▶ _Description of the task_:
Find the word "bright" in the data. Return every line where it appears.

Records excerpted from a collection
-=-=-=-=-
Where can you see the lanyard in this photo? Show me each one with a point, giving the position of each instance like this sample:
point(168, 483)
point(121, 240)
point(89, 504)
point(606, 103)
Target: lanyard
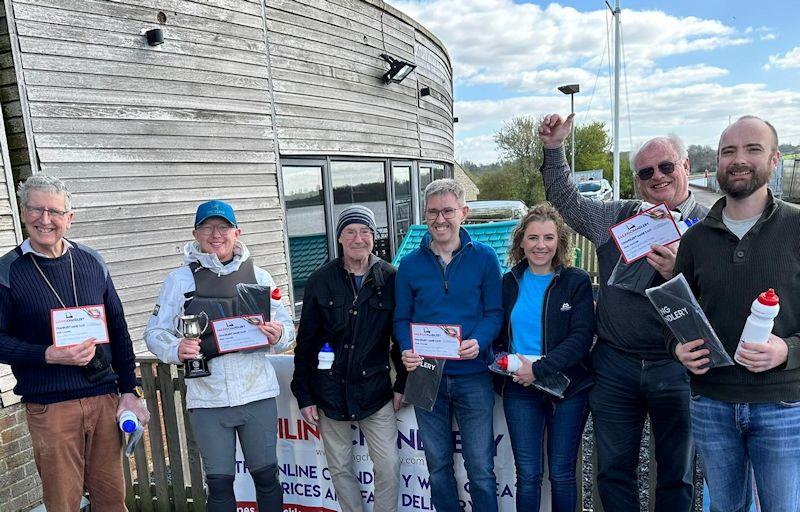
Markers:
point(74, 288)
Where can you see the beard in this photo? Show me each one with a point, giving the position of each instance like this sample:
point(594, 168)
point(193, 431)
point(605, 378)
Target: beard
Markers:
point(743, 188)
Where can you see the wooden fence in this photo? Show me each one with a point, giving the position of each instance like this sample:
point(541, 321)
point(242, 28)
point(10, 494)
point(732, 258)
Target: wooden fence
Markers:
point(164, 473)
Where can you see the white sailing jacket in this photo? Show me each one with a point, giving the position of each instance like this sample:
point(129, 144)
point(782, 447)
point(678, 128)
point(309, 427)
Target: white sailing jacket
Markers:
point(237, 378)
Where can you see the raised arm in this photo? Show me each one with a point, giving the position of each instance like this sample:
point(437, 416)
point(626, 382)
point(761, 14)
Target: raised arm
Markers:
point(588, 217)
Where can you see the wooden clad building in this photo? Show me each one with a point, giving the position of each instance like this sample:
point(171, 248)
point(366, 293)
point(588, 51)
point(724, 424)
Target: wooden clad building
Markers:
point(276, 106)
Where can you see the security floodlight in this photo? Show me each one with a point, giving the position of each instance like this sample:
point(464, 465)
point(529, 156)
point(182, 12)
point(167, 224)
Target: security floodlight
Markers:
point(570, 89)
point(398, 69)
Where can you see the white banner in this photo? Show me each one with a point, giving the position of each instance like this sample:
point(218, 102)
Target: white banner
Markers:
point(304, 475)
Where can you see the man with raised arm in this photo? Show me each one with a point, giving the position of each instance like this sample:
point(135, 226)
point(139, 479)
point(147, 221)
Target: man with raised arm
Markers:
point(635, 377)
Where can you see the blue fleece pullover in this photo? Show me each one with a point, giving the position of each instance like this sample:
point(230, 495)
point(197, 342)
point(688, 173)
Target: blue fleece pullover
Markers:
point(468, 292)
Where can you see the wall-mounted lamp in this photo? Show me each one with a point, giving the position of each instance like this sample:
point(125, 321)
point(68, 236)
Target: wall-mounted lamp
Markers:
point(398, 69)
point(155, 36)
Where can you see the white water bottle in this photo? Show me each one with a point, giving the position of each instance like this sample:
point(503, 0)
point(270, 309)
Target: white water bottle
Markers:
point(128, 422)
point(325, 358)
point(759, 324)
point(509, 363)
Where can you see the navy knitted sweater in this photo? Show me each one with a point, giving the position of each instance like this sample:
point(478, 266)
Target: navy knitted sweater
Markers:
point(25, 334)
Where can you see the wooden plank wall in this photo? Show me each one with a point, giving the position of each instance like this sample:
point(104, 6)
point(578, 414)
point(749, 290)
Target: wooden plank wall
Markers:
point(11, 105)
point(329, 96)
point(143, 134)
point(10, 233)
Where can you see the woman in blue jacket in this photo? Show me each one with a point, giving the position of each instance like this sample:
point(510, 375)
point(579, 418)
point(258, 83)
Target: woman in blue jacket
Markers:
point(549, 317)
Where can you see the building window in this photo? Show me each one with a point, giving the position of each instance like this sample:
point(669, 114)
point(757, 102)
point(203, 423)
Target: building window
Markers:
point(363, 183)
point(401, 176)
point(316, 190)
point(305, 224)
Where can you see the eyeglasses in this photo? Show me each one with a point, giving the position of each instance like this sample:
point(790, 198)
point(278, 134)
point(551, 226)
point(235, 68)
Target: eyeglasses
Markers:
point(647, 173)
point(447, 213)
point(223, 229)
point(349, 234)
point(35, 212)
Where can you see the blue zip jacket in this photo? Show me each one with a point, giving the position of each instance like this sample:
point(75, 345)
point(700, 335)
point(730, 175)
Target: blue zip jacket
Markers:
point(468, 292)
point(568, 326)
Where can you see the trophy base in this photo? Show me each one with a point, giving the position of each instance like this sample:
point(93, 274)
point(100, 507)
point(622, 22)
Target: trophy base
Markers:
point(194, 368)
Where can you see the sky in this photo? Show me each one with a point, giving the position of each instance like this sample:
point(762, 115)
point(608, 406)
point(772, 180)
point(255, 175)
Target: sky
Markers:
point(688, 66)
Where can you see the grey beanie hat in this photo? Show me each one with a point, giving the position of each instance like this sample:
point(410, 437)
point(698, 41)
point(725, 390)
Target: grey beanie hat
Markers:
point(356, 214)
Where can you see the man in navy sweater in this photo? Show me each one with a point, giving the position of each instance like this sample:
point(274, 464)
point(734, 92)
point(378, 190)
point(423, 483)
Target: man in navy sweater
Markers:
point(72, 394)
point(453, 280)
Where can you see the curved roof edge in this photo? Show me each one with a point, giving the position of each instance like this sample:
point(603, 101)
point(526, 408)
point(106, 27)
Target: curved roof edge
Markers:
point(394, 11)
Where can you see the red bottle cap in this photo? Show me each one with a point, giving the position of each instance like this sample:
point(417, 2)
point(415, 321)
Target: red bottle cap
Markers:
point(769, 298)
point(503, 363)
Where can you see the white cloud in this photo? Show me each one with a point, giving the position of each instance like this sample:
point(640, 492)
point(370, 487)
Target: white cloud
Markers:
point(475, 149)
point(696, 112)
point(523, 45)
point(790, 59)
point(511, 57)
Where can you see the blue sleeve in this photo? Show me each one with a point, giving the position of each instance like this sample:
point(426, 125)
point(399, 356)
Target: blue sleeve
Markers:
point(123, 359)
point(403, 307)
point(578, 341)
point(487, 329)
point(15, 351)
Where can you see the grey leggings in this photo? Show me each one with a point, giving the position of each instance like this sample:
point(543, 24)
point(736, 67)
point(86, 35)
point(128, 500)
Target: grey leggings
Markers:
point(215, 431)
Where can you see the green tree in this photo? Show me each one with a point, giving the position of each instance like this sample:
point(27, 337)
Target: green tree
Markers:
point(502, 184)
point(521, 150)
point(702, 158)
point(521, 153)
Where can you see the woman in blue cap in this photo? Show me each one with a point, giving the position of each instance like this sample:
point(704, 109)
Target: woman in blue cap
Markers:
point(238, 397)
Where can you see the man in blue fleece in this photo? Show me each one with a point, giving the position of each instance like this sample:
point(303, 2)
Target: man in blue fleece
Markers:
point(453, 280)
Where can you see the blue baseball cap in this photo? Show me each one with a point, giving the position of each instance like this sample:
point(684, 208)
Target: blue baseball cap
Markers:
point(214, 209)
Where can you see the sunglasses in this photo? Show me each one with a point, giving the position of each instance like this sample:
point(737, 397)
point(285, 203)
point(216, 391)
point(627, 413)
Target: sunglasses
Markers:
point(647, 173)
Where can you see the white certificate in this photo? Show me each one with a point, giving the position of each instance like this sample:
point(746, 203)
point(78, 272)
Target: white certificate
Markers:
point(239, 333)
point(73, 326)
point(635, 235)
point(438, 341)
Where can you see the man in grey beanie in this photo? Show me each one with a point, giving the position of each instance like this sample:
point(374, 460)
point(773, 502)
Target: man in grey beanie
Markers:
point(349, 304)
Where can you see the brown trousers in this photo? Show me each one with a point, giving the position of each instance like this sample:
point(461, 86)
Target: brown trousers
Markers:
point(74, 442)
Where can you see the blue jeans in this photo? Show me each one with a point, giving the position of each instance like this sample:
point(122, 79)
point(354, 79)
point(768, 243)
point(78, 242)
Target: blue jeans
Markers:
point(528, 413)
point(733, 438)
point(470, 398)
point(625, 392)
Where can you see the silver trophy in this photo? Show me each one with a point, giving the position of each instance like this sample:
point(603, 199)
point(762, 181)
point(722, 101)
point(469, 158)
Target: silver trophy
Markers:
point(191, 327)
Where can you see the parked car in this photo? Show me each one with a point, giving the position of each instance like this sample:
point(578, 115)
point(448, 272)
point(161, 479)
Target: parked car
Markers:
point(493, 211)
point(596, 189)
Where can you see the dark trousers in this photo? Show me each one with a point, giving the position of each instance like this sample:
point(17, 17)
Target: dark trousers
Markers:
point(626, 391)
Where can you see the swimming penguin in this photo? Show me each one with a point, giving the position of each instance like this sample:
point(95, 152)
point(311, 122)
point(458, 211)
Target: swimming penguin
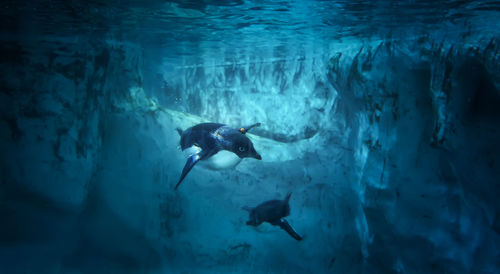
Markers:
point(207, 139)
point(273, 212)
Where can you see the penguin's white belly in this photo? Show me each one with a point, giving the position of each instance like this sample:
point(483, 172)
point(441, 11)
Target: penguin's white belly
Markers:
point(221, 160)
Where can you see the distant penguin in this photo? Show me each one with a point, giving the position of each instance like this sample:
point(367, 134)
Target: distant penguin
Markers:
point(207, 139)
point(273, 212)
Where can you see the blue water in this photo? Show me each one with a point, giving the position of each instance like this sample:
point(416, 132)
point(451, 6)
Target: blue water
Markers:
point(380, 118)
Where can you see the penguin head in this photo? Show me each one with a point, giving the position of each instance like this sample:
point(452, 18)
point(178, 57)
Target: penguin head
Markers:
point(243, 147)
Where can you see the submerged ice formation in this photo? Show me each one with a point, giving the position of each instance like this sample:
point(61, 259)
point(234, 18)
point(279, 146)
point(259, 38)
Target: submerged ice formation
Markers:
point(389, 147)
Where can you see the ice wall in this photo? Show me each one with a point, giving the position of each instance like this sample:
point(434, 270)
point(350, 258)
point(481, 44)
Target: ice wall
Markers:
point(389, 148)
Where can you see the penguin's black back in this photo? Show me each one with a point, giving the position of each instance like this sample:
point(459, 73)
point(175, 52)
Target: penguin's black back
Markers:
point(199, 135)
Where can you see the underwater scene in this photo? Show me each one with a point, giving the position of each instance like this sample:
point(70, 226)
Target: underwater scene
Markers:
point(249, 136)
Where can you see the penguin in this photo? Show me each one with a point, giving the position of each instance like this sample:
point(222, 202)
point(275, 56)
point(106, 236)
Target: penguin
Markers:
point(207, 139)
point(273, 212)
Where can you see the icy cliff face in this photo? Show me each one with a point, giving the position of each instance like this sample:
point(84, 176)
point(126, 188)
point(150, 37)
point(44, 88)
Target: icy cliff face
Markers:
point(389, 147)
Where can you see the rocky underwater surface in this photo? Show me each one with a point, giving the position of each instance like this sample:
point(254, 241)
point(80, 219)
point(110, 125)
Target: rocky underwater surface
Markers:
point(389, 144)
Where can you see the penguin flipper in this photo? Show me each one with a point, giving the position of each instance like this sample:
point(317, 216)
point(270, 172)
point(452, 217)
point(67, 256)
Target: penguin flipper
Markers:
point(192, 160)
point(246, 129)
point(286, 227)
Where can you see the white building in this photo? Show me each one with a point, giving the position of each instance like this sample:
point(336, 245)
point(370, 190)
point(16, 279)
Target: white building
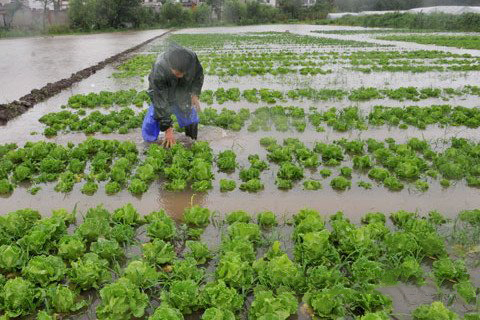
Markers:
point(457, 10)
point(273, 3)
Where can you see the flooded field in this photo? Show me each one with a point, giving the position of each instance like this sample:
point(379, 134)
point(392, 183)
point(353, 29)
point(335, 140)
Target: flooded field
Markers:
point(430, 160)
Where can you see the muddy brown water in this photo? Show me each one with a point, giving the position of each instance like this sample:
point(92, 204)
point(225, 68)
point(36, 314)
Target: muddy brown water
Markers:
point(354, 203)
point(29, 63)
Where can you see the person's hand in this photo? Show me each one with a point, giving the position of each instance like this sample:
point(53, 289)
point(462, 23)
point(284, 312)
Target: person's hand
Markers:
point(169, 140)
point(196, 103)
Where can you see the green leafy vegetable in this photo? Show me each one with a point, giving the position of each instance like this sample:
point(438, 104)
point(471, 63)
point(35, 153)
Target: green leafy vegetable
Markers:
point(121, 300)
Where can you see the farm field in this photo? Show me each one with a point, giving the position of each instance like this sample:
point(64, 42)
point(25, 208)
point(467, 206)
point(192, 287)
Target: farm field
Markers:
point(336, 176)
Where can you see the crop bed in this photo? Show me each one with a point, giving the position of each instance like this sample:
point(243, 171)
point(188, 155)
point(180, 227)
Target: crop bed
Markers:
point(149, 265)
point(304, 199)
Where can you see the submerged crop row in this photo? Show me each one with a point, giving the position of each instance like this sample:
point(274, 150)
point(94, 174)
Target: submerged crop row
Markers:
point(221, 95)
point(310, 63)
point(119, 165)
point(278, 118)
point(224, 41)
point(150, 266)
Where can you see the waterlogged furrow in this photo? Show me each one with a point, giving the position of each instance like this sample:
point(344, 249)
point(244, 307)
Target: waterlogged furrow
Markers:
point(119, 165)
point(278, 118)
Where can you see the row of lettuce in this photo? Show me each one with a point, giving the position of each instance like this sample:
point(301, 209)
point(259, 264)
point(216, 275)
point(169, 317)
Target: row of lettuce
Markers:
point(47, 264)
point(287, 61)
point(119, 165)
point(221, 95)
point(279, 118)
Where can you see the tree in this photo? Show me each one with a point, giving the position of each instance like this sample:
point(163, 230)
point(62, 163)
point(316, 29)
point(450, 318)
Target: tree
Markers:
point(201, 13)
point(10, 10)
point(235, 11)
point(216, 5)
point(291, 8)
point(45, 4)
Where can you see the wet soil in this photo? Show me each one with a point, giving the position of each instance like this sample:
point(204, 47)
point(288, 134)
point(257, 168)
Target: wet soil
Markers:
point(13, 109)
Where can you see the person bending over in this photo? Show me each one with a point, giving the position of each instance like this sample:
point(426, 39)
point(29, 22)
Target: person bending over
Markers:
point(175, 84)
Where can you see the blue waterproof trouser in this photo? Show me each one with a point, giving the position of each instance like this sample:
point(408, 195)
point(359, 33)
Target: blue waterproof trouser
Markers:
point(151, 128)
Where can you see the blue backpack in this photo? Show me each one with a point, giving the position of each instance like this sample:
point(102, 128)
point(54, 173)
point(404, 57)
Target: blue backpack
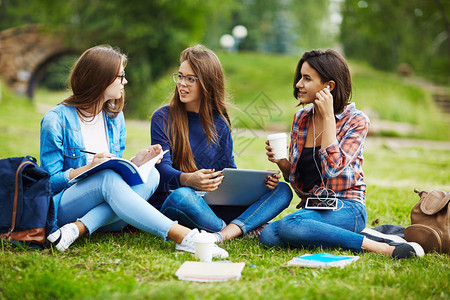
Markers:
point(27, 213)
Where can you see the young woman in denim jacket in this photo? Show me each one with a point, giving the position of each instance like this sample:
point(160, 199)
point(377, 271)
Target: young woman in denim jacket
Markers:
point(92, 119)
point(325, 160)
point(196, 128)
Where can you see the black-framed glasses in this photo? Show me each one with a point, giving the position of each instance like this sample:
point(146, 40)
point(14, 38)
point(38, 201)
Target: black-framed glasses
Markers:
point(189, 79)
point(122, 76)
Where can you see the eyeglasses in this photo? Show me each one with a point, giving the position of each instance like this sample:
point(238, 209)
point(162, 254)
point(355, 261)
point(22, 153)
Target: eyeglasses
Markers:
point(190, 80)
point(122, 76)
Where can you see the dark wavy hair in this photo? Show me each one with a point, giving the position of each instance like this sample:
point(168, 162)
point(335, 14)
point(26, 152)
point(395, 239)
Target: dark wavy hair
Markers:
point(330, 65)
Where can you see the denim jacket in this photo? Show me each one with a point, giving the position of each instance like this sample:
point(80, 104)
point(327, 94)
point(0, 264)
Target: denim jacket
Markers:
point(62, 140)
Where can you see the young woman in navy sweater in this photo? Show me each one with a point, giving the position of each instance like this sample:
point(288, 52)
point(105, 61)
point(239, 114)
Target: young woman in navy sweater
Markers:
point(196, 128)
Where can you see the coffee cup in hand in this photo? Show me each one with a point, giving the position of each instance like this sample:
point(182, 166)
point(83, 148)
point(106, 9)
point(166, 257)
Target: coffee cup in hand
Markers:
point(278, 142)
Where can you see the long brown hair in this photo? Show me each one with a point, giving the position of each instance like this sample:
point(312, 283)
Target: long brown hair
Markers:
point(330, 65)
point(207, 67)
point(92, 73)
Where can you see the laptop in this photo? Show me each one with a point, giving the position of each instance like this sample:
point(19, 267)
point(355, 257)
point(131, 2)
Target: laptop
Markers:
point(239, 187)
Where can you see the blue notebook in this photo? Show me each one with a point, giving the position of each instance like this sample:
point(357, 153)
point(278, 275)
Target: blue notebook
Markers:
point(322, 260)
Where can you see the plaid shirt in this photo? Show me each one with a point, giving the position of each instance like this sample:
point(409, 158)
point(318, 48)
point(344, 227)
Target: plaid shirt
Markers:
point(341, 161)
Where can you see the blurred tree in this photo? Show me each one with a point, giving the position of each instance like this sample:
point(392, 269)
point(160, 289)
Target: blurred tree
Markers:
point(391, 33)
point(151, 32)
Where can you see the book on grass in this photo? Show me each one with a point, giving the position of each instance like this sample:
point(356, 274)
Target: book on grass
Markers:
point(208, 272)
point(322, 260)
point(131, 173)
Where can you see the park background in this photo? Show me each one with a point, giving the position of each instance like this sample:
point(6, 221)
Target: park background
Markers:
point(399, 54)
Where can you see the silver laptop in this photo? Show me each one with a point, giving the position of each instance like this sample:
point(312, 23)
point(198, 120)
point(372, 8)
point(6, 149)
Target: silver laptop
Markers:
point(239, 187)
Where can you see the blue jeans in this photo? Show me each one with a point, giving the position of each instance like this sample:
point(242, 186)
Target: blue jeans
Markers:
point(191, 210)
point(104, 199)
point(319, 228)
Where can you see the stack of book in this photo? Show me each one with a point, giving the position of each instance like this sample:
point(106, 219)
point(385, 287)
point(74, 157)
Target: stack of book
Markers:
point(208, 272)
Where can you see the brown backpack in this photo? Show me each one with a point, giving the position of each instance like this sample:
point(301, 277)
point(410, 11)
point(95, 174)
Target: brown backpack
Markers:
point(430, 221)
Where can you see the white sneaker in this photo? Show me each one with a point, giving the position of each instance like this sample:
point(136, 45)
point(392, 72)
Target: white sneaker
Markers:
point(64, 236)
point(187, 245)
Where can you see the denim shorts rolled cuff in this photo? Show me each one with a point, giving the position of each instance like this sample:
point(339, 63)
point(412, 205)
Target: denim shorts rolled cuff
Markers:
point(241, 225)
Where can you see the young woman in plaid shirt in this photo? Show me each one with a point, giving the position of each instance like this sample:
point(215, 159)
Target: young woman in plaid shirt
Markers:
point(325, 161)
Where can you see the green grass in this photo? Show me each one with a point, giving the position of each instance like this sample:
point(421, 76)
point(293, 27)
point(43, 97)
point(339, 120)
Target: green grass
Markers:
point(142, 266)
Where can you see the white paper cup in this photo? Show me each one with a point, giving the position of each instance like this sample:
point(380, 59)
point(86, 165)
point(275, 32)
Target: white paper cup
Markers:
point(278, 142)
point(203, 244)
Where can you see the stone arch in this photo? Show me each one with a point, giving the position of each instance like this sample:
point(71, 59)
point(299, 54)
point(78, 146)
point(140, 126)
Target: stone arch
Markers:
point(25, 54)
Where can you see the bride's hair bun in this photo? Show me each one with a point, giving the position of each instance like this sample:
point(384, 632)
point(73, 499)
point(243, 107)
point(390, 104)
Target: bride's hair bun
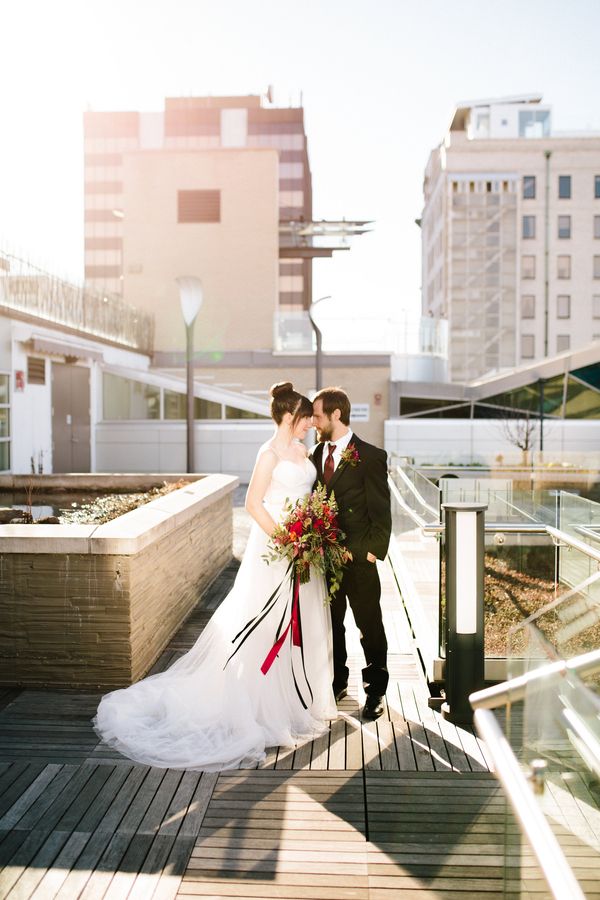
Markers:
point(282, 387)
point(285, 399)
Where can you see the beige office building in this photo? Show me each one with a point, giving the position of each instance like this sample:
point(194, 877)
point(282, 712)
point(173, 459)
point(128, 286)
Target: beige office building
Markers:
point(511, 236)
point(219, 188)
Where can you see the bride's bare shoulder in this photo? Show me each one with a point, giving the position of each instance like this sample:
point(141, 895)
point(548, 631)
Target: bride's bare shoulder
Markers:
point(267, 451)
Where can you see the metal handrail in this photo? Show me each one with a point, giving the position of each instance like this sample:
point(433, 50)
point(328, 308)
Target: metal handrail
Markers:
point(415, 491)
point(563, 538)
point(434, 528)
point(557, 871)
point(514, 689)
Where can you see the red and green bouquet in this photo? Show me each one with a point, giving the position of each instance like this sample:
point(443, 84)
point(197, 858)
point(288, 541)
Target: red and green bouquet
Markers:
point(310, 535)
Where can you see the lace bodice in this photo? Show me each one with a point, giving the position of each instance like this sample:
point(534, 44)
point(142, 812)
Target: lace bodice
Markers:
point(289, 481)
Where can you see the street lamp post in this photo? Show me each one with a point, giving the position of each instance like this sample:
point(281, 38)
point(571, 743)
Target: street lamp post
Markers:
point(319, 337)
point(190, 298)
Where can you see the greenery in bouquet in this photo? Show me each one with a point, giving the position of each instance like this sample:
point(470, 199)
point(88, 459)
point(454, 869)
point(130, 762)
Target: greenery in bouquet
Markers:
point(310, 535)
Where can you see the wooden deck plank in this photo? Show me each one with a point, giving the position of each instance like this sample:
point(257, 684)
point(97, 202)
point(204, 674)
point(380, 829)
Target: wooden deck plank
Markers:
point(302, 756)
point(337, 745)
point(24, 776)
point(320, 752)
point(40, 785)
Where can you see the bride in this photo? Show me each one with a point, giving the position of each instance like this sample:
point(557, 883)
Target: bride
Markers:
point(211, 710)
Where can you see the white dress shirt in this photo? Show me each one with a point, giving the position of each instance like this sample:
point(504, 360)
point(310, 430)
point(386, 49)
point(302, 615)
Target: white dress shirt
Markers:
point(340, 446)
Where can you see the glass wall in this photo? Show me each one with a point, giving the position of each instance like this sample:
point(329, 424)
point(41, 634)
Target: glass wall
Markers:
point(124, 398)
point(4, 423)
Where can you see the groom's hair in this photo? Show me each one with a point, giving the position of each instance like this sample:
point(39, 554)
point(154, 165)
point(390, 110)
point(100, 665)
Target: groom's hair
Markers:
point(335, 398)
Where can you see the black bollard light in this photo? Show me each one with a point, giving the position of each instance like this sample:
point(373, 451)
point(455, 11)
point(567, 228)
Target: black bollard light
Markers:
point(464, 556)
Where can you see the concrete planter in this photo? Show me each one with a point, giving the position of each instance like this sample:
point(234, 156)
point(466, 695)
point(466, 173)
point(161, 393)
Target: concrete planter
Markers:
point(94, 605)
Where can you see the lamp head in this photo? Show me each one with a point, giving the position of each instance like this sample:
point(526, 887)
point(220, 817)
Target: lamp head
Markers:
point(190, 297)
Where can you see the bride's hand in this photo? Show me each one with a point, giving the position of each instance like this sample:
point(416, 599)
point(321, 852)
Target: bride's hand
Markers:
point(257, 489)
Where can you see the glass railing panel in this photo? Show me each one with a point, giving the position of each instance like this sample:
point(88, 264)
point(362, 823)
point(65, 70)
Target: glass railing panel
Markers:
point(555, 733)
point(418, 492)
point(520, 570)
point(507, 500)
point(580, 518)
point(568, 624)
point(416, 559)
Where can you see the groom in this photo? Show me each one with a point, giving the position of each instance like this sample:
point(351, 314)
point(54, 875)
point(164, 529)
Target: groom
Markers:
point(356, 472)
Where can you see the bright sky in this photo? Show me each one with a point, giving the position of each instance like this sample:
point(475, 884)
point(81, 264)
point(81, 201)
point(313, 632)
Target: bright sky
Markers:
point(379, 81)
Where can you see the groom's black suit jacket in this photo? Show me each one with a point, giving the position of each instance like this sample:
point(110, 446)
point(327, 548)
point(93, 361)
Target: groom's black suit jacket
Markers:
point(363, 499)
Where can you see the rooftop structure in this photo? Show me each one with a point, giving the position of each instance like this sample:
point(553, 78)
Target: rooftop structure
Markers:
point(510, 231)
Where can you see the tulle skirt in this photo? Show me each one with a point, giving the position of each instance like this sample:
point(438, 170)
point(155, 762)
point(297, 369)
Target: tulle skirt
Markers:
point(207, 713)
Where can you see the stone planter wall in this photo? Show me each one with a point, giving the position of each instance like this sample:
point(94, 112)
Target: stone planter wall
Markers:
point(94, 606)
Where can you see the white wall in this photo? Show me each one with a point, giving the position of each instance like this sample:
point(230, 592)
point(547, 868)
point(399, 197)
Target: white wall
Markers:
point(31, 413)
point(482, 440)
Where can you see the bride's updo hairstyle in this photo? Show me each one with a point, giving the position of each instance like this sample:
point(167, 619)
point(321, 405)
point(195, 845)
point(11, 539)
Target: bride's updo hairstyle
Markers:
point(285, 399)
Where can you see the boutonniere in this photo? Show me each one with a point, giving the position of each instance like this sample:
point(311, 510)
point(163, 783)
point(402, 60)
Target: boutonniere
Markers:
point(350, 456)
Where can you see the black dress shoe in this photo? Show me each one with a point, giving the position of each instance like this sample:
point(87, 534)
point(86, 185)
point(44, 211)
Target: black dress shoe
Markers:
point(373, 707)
-=-=-=-=-
▶ _Task result_:
Where can you see the bright sky in this photo? Show me each one with a point, giving the position of each instance like this sample:
Target: bright sky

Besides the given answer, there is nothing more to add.